PROVIDED TEXT -
Today, in the matter of U.S. v. Castleman, 12–1371, the U.S. Supreme Court issued its decision relating to what constitutes a “misdemeanor crime of domestic violence.”

The brief background is that in 2001 Mr. Castleman pled guilty in Tennessee to “intentionally or knowingly caus[ing] bodily injury to” the mother of his child, in violation of Tenn. Code Ann. §39–13–111(b). In 2008, the ATF learned that he was selling guns, allegedly on the black market. A grand jury in the Western District of Tennessee indicted him on two counts of violating §922(g)(9) and several other charges. His attorney then moved to have the charges dismissed because his Tennessee “conviction did not qualify as a ‘misdemeanor crime of domestic violence’ because it did not ‘ha[ve], as an element, the use . . . of physical force,’ § 921(a)(33)(A)(ii).” The District Court agreed, holding that “the ‘use of physical force’ for §922(g)(9) purposes” must entail “violent contact with the victim.” The court held that a conviction “under the relevant Tennessee statute cannot qualify as a ‘misdemeanor crime of domestic violence’ because one can cause bodily injury without ‘violent contact’—for example, by ‘deceiving [the victim] into drinking a poisoned beverage’.” A divided panel of the U.S. Court of Appeals for the Sixth Circuit affirmed the decision but held that its rationale was based on “the degree of physical force required by §921(a)(33)(A)(ii) is the same as required by §924(e)(2)(B)(i), which defines ‘violent felony’.”

Point placement records
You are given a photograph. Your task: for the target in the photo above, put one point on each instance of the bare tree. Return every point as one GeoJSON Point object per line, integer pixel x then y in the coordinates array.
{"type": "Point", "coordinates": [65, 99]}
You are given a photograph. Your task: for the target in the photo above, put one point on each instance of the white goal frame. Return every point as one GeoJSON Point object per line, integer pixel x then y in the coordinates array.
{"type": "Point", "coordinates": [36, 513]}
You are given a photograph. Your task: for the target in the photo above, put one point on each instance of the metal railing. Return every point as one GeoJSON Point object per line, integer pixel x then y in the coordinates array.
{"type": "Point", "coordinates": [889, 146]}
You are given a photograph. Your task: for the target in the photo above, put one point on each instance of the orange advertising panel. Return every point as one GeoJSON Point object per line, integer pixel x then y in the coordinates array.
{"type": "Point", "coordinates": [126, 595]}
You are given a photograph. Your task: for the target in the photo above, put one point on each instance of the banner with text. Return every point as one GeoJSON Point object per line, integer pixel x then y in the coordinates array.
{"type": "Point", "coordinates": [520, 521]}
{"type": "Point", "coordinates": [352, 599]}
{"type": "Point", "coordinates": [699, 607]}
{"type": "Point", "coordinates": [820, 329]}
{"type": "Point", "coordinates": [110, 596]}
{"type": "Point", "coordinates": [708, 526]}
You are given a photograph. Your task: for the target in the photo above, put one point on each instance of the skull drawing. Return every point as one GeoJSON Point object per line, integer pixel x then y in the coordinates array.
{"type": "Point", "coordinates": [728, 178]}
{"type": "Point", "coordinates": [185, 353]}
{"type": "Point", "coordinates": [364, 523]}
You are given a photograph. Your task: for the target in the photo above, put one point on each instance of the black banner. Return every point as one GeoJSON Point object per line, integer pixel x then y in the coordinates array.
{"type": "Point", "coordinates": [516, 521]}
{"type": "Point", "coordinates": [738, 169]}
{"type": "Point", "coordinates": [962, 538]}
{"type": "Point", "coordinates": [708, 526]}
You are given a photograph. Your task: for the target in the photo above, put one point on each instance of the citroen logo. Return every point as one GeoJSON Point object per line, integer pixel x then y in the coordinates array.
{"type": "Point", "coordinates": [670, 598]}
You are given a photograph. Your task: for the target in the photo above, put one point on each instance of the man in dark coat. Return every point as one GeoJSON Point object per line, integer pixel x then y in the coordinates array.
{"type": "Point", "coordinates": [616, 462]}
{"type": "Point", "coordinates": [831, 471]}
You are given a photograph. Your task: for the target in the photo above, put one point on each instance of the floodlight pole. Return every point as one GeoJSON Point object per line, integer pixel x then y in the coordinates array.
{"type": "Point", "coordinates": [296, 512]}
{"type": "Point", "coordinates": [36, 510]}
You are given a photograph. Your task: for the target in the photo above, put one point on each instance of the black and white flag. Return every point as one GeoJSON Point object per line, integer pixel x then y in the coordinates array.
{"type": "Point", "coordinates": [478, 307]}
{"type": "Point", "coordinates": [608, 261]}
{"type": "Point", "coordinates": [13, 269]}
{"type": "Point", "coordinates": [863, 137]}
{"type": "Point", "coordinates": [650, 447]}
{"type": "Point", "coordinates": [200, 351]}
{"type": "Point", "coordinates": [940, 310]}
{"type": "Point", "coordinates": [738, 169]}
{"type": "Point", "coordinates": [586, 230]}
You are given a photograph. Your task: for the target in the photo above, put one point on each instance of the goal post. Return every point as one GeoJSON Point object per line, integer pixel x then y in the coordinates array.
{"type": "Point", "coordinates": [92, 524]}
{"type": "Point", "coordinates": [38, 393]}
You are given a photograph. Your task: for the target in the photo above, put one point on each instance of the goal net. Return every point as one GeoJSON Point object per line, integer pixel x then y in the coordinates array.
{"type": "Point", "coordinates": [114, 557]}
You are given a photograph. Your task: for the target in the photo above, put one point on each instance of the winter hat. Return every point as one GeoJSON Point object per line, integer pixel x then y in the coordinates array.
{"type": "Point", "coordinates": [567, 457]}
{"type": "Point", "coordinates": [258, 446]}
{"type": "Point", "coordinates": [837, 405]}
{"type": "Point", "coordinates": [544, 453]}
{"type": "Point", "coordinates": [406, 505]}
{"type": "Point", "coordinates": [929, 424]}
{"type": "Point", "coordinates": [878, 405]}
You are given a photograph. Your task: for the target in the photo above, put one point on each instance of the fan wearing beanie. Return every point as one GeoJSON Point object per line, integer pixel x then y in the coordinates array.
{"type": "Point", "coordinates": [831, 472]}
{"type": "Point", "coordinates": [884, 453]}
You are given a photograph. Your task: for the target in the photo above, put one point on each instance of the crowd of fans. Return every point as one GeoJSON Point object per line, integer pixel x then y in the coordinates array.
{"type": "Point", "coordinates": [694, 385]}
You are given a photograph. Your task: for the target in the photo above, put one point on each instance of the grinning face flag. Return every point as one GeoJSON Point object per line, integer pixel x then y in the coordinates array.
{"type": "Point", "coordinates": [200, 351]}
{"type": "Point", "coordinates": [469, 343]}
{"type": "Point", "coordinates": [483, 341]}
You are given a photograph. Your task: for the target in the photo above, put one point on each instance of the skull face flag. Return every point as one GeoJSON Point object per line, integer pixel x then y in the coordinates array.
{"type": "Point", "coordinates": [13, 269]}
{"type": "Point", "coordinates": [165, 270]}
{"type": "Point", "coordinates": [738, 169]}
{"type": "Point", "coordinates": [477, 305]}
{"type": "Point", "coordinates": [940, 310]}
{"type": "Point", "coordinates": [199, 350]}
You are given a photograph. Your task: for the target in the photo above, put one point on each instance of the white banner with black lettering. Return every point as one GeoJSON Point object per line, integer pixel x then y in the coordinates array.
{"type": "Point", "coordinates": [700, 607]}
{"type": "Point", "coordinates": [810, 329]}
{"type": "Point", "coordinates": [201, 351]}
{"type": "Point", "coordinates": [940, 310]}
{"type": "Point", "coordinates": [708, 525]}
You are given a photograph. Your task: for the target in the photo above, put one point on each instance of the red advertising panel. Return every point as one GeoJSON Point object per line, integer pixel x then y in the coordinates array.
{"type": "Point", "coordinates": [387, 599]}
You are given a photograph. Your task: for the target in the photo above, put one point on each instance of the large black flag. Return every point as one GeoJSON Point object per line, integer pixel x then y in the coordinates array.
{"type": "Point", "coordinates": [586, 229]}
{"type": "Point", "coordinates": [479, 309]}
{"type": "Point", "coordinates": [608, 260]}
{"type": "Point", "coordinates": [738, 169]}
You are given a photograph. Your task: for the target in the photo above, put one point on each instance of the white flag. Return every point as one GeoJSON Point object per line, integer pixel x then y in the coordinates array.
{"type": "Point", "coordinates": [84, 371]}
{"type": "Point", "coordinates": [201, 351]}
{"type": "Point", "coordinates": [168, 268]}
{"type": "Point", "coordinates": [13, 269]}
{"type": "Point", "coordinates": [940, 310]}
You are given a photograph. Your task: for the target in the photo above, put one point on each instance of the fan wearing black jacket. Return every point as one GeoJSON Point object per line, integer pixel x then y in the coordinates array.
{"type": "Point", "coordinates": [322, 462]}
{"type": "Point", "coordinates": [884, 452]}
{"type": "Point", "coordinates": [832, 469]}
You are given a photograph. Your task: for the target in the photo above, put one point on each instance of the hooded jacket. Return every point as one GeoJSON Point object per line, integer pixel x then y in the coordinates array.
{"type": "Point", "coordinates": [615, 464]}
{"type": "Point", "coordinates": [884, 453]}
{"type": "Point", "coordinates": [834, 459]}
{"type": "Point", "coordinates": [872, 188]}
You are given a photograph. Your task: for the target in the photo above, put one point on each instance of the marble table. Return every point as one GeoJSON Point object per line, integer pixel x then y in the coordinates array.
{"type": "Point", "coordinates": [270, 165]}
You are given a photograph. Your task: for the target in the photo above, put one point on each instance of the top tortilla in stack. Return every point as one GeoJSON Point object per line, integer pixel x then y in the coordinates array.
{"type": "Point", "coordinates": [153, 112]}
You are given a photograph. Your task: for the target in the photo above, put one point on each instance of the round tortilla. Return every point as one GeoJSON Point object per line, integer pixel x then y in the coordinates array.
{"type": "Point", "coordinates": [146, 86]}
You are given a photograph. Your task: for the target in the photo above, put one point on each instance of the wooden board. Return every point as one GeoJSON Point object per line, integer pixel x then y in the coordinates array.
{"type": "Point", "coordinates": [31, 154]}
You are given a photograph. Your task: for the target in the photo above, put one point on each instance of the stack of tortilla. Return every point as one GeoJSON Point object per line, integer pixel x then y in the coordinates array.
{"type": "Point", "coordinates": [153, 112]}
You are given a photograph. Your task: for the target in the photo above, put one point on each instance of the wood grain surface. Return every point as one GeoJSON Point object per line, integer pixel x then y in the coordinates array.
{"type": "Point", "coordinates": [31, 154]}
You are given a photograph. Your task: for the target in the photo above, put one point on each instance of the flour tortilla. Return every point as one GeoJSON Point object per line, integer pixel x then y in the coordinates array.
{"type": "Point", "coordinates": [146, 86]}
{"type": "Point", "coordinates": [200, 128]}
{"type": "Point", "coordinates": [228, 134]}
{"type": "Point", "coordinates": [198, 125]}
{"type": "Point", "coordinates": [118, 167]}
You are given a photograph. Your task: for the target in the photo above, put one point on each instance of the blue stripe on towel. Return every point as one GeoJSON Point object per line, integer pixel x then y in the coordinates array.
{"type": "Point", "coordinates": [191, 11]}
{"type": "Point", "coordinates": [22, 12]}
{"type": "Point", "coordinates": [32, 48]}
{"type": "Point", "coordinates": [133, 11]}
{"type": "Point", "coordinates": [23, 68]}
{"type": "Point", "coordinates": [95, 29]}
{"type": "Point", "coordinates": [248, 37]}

WHAT IS REQUIRED - Decide whether each statement agrees with the text on U.S. v. Castleman, answering yes or no and quoting the words of the text that decide it: 1. Castleman pled guilty in Tennessee in 2001. 2. The grand jury that indicted him sat in the Eastern District of Tennessee. 3. The Sixth Circuit panel reversed the District Court's decision. This data is not needed for the work here.

FULL SOLUTION -
1. Yes: "in 2001 Mr. Castleman pled guilty in Tennessee"
2. No: "A grand jury in the Western District of Tennessee indicted him"
3. No: "A divided panel of the U.S. Court of Appeals for the Sixth Circuit affirmed the decision"